**GIVEN PROBLEM:** The data below must be copied in full and without any change.
--------------------------------------------------
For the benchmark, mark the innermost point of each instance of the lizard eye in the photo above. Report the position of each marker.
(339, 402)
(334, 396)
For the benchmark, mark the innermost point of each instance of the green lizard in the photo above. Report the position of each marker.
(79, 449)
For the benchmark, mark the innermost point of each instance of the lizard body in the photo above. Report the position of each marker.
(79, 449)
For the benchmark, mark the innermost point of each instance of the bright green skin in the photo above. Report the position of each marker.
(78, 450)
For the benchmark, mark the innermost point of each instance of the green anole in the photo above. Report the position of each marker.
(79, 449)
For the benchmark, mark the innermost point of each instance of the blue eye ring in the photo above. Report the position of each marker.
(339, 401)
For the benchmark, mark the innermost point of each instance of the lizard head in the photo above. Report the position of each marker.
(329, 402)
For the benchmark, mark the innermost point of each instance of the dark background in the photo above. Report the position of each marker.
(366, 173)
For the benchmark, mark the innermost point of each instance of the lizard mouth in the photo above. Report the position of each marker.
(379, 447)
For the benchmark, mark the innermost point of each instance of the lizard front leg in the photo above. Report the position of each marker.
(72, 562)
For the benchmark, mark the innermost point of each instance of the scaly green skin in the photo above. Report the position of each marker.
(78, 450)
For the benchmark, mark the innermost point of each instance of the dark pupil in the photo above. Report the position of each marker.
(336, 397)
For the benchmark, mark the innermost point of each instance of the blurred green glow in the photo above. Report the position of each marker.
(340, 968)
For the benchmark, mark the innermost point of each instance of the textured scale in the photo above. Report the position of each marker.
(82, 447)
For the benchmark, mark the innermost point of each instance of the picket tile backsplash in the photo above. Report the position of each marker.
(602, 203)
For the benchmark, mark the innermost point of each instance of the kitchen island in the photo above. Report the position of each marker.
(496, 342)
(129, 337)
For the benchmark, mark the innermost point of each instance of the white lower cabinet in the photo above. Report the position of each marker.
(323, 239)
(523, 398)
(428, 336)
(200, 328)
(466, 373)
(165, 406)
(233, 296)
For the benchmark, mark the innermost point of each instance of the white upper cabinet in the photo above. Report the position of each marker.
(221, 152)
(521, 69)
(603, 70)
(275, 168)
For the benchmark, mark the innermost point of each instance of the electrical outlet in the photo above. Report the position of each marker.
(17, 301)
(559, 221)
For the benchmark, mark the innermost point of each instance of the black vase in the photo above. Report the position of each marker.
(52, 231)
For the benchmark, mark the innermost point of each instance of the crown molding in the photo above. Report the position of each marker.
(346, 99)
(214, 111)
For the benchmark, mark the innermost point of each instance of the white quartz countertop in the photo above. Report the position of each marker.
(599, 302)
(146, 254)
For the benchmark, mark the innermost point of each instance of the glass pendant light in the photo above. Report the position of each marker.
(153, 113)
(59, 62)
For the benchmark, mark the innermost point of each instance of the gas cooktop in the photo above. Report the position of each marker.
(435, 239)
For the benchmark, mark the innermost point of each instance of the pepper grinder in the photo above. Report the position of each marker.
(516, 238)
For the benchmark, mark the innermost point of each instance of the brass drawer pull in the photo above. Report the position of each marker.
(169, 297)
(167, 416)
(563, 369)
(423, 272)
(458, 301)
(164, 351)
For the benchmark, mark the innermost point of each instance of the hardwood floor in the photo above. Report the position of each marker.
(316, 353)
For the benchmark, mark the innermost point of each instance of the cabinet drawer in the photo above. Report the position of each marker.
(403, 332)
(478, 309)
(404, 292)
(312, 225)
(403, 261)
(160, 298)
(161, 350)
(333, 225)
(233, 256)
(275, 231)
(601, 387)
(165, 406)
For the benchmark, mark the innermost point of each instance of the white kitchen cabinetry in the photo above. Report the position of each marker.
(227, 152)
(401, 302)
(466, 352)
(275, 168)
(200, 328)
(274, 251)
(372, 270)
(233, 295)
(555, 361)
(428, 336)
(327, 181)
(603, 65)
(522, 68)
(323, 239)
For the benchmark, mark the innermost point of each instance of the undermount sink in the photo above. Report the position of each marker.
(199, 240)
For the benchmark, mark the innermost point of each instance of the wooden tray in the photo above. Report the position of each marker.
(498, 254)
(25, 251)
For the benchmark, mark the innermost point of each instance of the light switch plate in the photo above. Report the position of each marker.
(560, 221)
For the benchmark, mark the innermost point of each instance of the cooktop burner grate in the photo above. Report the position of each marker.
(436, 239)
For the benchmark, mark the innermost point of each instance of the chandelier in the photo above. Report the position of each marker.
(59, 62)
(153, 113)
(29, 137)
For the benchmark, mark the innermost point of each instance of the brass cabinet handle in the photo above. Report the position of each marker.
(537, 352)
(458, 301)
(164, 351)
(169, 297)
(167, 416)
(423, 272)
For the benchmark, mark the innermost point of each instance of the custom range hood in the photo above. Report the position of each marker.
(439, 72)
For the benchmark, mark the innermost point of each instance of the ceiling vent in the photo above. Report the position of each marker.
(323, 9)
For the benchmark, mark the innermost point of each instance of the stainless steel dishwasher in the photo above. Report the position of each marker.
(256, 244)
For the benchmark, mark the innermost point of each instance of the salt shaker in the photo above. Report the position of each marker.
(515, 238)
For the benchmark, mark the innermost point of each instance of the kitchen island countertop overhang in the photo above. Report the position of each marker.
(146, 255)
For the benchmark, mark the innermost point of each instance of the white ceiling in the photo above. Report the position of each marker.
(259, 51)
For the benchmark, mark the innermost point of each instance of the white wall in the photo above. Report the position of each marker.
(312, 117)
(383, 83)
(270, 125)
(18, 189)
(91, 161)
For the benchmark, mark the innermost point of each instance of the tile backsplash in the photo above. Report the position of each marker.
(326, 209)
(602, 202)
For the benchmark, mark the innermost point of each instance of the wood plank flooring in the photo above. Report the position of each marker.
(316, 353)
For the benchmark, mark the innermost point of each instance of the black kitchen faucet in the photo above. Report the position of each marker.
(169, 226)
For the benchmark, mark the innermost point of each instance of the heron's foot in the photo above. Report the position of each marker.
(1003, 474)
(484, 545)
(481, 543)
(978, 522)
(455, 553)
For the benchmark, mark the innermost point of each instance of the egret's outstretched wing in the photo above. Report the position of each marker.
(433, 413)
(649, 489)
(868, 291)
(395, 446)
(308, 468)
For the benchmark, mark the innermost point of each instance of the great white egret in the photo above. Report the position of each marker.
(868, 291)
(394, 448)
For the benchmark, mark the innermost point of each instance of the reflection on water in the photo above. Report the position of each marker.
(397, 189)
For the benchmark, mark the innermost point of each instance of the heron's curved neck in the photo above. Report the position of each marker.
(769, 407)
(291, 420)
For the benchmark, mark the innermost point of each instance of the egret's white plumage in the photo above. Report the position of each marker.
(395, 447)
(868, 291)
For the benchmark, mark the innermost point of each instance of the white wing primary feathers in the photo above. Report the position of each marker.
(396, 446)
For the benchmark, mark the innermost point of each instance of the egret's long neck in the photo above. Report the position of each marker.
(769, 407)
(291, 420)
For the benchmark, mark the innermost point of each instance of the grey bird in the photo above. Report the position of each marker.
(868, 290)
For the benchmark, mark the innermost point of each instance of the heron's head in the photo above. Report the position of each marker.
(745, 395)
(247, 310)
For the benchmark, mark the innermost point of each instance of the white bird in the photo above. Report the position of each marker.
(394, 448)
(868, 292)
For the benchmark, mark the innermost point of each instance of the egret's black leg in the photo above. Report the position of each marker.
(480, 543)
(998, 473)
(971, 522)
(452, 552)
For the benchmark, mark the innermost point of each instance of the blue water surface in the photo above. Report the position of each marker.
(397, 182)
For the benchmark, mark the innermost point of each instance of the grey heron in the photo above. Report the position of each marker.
--------------------------------------------------
**TASK ANSWER:**
For the benchmark, mark the innermost point of each instance of the lizard eye in the photo above. Report the position of each marker.
(339, 402)
(334, 396)
For the benchmark, mark the innermost point of each instance of the green lizard in the photo above. Report the position of each marker.
(79, 449)
For the benchmark, mark the innermost point of each instance of the lizard body in the photo above. Report the position of each marker.
(79, 449)
For the benchmark, mark the innermost point of each instance of the bright green skin in the photo above. Report the position of each marker.
(78, 450)
For the benchmark, mark the innermost point of each instance of the green anole in the photo above. Report the position of each marker.
(79, 449)
For the benchmark, mark the innermost point of each instance of the blue eye ring in the photo above. Report the position of each marker.
(339, 401)
For the benchmark, mark the innermost point of each instance of the lizard head in the photo above. Report the position of each marker.
(329, 402)
For the benchmark, mark the innermost point of each instance of the dark background in the photo above. Report the position of each marker.
(366, 173)
For the benchmark, mark the innermost point of each instance of the lizard mouth in the photo above. Report the position of each marker.
(379, 447)
For the benchmark, mark the innermost point of each instance of the lizard front leg in the photo above. Report the position of each marker.
(72, 562)
For the benchmark, mark the innermost point of each instance of the scaly green skin in the photo above. Report the position of each marker.
(78, 450)
For the benchmark, mark the innermost point of each instance of the dark pupil in the photo above. Report the position of each marker.
(336, 397)
For the benchmark, mark the innermost point of each instance of the blurred green glow in the photo above. Report the position of each marker.
(340, 968)
For the benchmark, mark the innermost point of each instance of the textured scale in the photo above. Report the position of each marker.
(82, 447)
For the benchmark, mark the innermost point of each instance of the picket tile backsplash in the photo above. Report the position of each marker.
(602, 203)
For the benchmark, mark the innermost point of each instance of the kitchen island in the photo above. Report the position of each marker.
(496, 342)
(129, 337)
For the benchmark, mark the innermost point of each instance of the white lower cabinet in the photo above. Report the position of each marker.
(323, 239)
(523, 398)
(428, 336)
(200, 328)
(466, 373)
(165, 406)
(233, 296)
For the benchmark, mark the innermost point of each instance of the white upper cabinet in the photo above. Report the position of each marker.
(221, 152)
(521, 69)
(603, 70)
(275, 168)
For the benchmark, mark the innermost point of each instance of the electrical outlet in the photo above. Report the position of each marker.
(17, 301)
(559, 221)
For the benchmark, mark the innermost point of each instance of the black vase in the photo above. Report the position of each marker.
(52, 231)
For the benchmark, mark the innermost point of each instance of the crown molding in the photo above. Report the position of each marker.
(346, 99)
(214, 111)
For the benchmark, mark the innermost point of each instance of the white quartz countertop in the photo above. Report the position of each marker.
(599, 302)
(146, 254)
For the benchmark, mark the innermost point of each instance of the glass pendant light in the photo above. Report the position of each marker.
(153, 113)
(59, 62)
For the benchmark, mark the innermost point of each instance of the gas cooktop in the photo above. Report the position of each marker.
(435, 239)
For the benchmark, mark the innermost point of each instance of the pepper grinder in the photo above. Report the position of each marker.
(516, 238)
For the benchmark, mark the innermost point of each instance of the brass drawer pull in the photo above. Report the position of each marker.
(169, 297)
(167, 416)
(563, 369)
(423, 272)
(458, 301)
(164, 351)
For the benchmark, mark the innermost point of each instance of the hardwood floor in the photo above. Report the position of each marker.
(316, 353)
For the benchmark, mark the innermost point of each instance of the cabinet drawer in the photo above. Report the position of each marker.
(403, 332)
(478, 309)
(404, 292)
(312, 225)
(403, 261)
(160, 298)
(161, 350)
(333, 225)
(233, 256)
(275, 231)
(601, 387)
(165, 406)
For the benchmark, mark the innermost point of each instance of the white kitchen cabinetry in the photo above. Report the position of each marker.
(227, 152)
(401, 302)
(466, 352)
(275, 168)
(200, 328)
(274, 251)
(372, 270)
(233, 295)
(555, 361)
(428, 336)
(327, 181)
(603, 65)
(522, 68)
(323, 239)
For the benchmark, mark the innermost point of each instance of the undermount sink in the photo above. Report the position of each marker.
(199, 240)
For the benchmark, mark the innermost point of each instance of the wooden tray in the photo above. Report the position of each marker.
(498, 254)
(25, 251)
For the benchmark, mark the innermost point of each instance of the light switch plate in the photo above. Report the position of each marker.
(560, 221)
For the benchmark, mark the innermost point of each instance of the cooktop burner grate in the photo above. Report the position of each marker.
(436, 239)
For the benchmark, mark the innermost point of each instance of the chandelier in the photo above. Report the position of each marker.
(59, 62)
(153, 113)
(29, 137)
For the benchmark, mark the innermost point of each instance of the brass cabinet handle in the photo above. Report the position of each marker.
(537, 352)
(458, 301)
(164, 351)
(169, 297)
(167, 416)
(423, 272)
For the benchmark, mark the innermost point of each instance of the custom range hood in the photo above. Report the position of each marker.
(439, 72)
For the benchmark, mark the innermost point of each instance of the ceiling vent in the photo above. Report the position of each marker.
(323, 9)
For the benchmark, mark the innermost point of each instance of the stainless steel dishwasher in the photo above. Report the position of each marker.
(256, 244)
For the benchmark, mark the innermost point of each instance of the salt shaker in the photo above. Report the position of each marker.
(515, 238)
For the benchmark, mark the innermost point of each instance of the kitchen island countertop overhang in the photo above. Report the position of each marker.
(146, 255)
For the benchmark, mark the innermost point of each instance of the white ceiling in the photo above. Report the position of each marker.
(259, 51)
For the benchmark, mark the innermost point of each instance of the white wall in the photo above. Report the position of each marker.
(312, 117)
(383, 83)
(270, 125)
(18, 189)
(91, 161)
For the benchmark, mark the innermost point of each instance of the tile backsplash in the photo above. Report the position of each marker.
(326, 209)
(602, 202)
For the benchmark, mark the innermost point of each instance of the wood plank flooring in the photo above. Report the position of each marker.
(316, 353)
For the benchmark, mark the innermost point of each instance of the black kitchen faucet in the photo above. Report the position of each marker.
(169, 226)
For the benchmark, mark the innermost point of each instance of the heron's foot in the photo above. Report the position of each marker.
(1003, 474)
(484, 545)
(481, 543)
(978, 522)
(455, 553)
For the benchmark, mark the innermost point of each instance of the egret's outstretched wing in the photo above. Report the position of each marker.
(433, 413)
(649, 489)
(868, 291)
(395, 446)
(308, 468)
For the benchmark, mark the innermost point of each instance of the great white egret in the photo above. Report the position of each marker.
(868, 291)
(394, 448)
For the benchmark, mark the innermost point of each instance of the reflection on water in the photo above. Report the position of each marker.
(397, 189)
For the benchmark, mark the innermost point of each instance of the heron's curved neck in the photo above. Report the position of each marker.
(769, 407)
(291, 420)
For the benchmark, mark the innermost point of each instance of the egret's white plumage in the photo above. Report the position of each marker.
(395, 447)
(868, 291)
For the benchmark, mark the innermost point of each instance of the white wing primary feathers in the photo above. Report the position of each marker.
(396, 446)
For the benchmark, mark the innermost point of each instance of the egret's long neck in the photo above. Report the position of each marker.
(769, 407)
(291, 420)
For the benchmark, mark the innermost point of each instance of the grey bird in the photo above. Report the position of each marker.
(868, 290)
For the benchmark, mark the innermost point of each instance of the heron's head in the photo above. Report the position of each marker.
(745, 395)
(247, 310)
For the benchmark, mark the innermost point of each instance of the white bird in the photo above. Report the position of each marker.
(394, 448)
(868, 292)
For the benchmark, mark the innermost point of each instance of the egret's black leg in the photo above. Report the position of each marker.
(480, 543)
(998, 473)
(971, 522)
(452, 552)
For the benchmark, mark the innermost point of each instance of the blue water surface in the photo above. Report the position of each marker.
(397, 182)
For the benchmark, mark the innermost point of each instance of the grey heron in the photo above. Report the position of each marker.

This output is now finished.